ABOUT THIS TASK: Write out the records again exactly and exclude the pictures.

[[ DATA TO EXAMINE open ]]

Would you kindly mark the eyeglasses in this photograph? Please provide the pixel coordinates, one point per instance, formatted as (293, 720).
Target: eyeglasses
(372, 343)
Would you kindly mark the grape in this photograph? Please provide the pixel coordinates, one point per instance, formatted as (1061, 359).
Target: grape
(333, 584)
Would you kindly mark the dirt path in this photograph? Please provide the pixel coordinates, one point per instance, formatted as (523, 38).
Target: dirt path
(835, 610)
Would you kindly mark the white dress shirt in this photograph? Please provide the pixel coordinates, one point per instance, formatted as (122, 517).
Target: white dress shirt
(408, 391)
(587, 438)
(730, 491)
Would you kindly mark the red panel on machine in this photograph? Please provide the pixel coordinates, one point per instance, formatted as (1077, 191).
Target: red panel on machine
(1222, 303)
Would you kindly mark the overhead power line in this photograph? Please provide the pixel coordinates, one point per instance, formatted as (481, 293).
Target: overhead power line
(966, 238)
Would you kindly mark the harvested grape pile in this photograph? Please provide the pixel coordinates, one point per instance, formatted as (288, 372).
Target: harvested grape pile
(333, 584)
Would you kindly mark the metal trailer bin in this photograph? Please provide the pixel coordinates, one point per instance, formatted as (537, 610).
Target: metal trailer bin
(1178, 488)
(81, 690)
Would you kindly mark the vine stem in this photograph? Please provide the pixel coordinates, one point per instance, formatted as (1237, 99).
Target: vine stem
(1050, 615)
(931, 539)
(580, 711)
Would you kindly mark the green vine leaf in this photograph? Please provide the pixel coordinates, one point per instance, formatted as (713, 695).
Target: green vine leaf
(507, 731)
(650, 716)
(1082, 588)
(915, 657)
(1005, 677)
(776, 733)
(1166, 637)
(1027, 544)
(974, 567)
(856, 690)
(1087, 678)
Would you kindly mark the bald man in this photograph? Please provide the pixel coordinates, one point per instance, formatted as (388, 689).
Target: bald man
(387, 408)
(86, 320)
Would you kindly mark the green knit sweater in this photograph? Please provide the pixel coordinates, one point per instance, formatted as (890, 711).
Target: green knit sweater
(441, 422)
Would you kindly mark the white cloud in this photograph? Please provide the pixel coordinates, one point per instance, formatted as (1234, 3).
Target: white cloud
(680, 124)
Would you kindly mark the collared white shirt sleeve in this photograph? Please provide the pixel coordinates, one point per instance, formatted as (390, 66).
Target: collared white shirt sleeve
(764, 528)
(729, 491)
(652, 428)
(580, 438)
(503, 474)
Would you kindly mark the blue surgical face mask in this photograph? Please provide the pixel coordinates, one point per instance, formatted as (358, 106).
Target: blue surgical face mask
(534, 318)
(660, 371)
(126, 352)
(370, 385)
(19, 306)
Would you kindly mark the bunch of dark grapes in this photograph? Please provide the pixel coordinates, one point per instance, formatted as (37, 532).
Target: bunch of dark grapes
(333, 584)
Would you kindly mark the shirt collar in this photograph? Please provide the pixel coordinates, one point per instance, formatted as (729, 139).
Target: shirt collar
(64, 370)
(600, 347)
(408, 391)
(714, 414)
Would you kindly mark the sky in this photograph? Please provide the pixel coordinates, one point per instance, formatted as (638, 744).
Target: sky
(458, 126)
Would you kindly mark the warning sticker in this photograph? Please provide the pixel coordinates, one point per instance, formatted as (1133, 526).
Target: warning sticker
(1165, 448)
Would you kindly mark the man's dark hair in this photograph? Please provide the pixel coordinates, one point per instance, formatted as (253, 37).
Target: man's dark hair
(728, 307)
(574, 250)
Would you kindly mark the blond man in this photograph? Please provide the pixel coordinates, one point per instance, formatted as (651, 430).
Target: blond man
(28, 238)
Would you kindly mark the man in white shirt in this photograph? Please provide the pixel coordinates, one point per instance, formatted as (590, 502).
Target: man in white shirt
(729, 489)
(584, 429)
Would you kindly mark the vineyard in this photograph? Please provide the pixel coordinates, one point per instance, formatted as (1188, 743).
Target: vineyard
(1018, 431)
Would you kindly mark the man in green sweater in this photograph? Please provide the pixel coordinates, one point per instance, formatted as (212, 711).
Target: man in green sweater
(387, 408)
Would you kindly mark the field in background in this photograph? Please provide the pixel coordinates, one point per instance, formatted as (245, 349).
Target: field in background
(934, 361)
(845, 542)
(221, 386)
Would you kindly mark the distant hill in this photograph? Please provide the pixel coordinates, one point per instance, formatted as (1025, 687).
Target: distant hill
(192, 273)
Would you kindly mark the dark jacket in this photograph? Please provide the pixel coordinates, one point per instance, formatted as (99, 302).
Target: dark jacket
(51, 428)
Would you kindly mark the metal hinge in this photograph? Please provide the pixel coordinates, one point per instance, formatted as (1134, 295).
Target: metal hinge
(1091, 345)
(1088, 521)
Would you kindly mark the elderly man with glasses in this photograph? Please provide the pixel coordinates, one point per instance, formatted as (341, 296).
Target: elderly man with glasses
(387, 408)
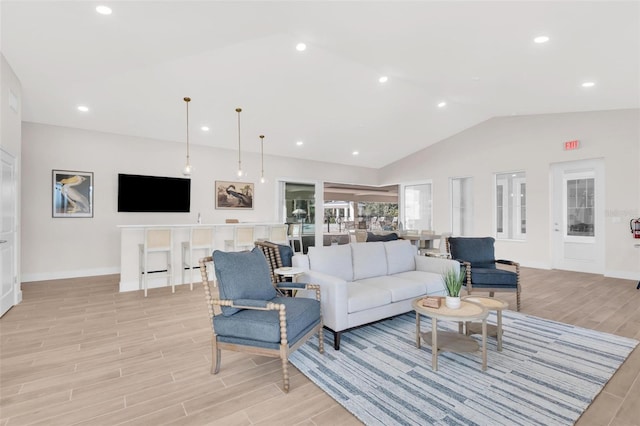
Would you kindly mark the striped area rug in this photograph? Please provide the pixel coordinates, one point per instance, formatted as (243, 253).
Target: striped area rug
(547, 373)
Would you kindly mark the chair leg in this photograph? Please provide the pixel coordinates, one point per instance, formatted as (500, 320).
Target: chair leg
(285, 374)
(215, 356)
(336, 340)
(321, 340)
(170, 273)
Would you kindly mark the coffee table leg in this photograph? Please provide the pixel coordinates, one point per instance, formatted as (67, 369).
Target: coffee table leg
(434, 344)
(499, 329)
(417, 330)
(484, 344)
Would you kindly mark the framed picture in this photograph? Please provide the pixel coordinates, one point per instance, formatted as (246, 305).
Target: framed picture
(72, 194)
(234, 195)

[[ DATA TO EXAMINE closed ]]

EXPECTED ANSWER:
Would you kindly mark the eyeglasses in this photograph? Please provide the pixel coordinates, one point per instance, formatted as (293, 720).
Target: eyeglasses
(372, 343)
Would you kindly mark the grape in this photograph? Please provide the pixel coordinates, one point per instance, formatted as (1061, 359).
Target: grape
(333, 584)
Would you kindly mark the dirt path in this photograph? Please provide the pixel coordinates, one point per instance, formatted as (523, 38).
Target: dirt path
(835, 610)
Would you kindly mark the white dress shirt in this photograph? Please provide the pixel coordinates, one point per instance, formatted as (122, 517).
Target: white dress shirt
(408, 391)
(587, 438)
(730, 491)
Would you kindly mark the red panel on machine in this photograph? Please provide the pixel coordinates, one point per instance, formatted as (1077, 191).
Target: red panel on machine
(1222, 303)
Would you kindly mark the overhead power line in this photograph? Please provide the pixel coordinates, one point per instance, formatted as (481, 293).
Target: overhead power line
(966, 238)
Would you kindly mark the harvested grape pile in this photograph? Please provide the pixel coordinates, one point per instance, formatted as (288, 372).
Target: harvested grape pile
(333, 584)
Would you kindly mark the metal trailer bin in this photograph? Please provide the pixel coordinates, one point per instance, formatted as (537, 610).
Target: metal trailer bin
(1178, 488)
(81, 690)
Would you kindly mark the vine stem in this photograph? Please provide the pixel coordinates, one point per instance, formatted as (1237, 99).
Target: vine stem
(1050, 615)
(931, 539)
(580, 711)
Would you kindly mark the green vine leaf in this photograph? Please provide the pixel coordinates, one point per instance, formatted as (713, 695).
Target: green vine leaf
(507, 731)
(650, 716)
(1082, 588)
(915, 657)
(1005, 677)
(776, 733)
(1166, 637)
(1027, 544)
(974, 567)
(856, 690)
(1087, 678)
Would you kindly mark the bald man in this photograph? Please provide the pixel coordinates, one point per instance, formatted as (388, 689).
Target: bald man
(387, 408)
(86, 320)
Would you kindly mark the green knit sweater in this photograph? Please provide the pixel coordinates, one point per instance, formatted as (890, 711).
Target: green knit sweater
(441, 422)
Would you kindly mark the white cloud in this photograph? Please provide the pixel coordinates, one point per instance, formatted as (1234, 3).
Target: white cloud
(680, 124)
Would you kindly mark the collared white shirt sleeve in this photograph? Please provide the pixel coordinates, one point per instance, formatted as (390, 66).
Target: collared white shirt sleeve
(764, 528)
(729, 491)
(652, 428)
(580, 438)
(503, 474)
Would you kindly mark the blue surgical face mask in this photograph? Please provide the pixel coordinates, one point per instance, formatted as (358, 106).
Target: blue surgical face mask
(534, 318)
(660, 371)
(126, 352)
(370, 385)
(19, 306)
Would you kindly mark the bunch of dark grapes in this photograph? Please provide the pixel coordinates, one point per instance, formatted as (37, 532).
Target: bunch of dark grapes
(333, 584)
Would you kindly mark the shirt collar in this photograph? Please provide the pixel coordinates, one point per instance, formatted as (729, 139).
Target: shirt collar
(64, 370)
(600, 347)
(408, 391)
(714, 414)
Would you kindly mark the sky in this photograph? Please provide the pixel coordinates, one point per instance, formatted as (638, 744).
Target: sky
(458, 126)
Would you kindly mark the warning sticker in this photograph? Please provide the pixel coordinates, one point per instance, formatted as (1133, 526).
Target: warning sticker
(1165, 448)
Would you kindly mark the man's dark hair in this photograph? Please provide the pixel coordinates, one point per instance, formatted as (253, 37).
Target: man's dark hair
(728, 307)
(574, 250)
Would you kindly mark the blond man in this photograph? Please provide the pixel coordinates, one point per instance, formatted as (651, 430).
Target: blond man
(28, 238)
Would you kindly mark the man in white shirt in this photograph? Please provide the pixel coordinates, one point per instance, formatted as (590, 502).
Target: man in white shirt
(729, 489)
(584, 429)
Would you kindly mark the vineyard in this photograph? Please provide the pixel coordinates, one point per instance, formatted as (1188, 743).
Target: vineyard
(1018, 431)
Would you kindly mark the man in green sweater in this photograph? Please provide the pixel coordinates, one point per instance, formatted as (212, 711).
Target: man in green sweater
(387, 408)
Would you kindly mark the field in background in this photograph? Please provide the pixel coordinates, one point per instance, formatted as (245, 349).
Target: field in background
(934, 361)
(845, 542)
(221, 386)
Would you kindly mark the distant hill in this photograph? Please provide the pixel coordinates, one point per instance, formatted as (1025, 687).
Target: distant hill
(192, 273)
Would you kindly mark the dark jacket in this photograph? Please provide the pixel coordinates, one point per instance, formatted as (99, 302).
Target: dark jacket
(51, 428)
Would you kindly mark the metal hinge in this photograph? Please provide the pixel coordinates, one point per instance, formatted as (1134, 295).
Target: metal hinge
(1091, 345)
(1088, 521)
Would you kindly mark the elderly man with glasses in this photograph? Please provide the pixel coordinates, one point per instance, formatted as (341, 296).
Target: elderly man with glasses
(387, 408)
Would you kindly mark the striped area rug in this photograph? Please provide the pixel coordinates, one point per instance, formatted as (243, 253).
Target: striped area rug
(547, 373)
Would you kindly mark the chair leg in this photograph? Please provide the pixel coordinates, one point per instance, formatted as (500, 320).
Target: chair leg
(285, 374)
(215, 356)
(336, 340)
(321, 340)
(170, 273)
Would you kindly mark the coffee table leg in this photograph? Please provide the pixel coordinates, one point per instance, formatted as (67, 369).
Target: coffee table leg
(434, 344)
(499, 329)
(417, 330)
(484, 344)
Would you kindly mark the framed picture in this photograph? Please provide the pixel coordinates, one point per instance, formatted as (246, 305).
Target: framed picture
(72, 194)
(234, 195)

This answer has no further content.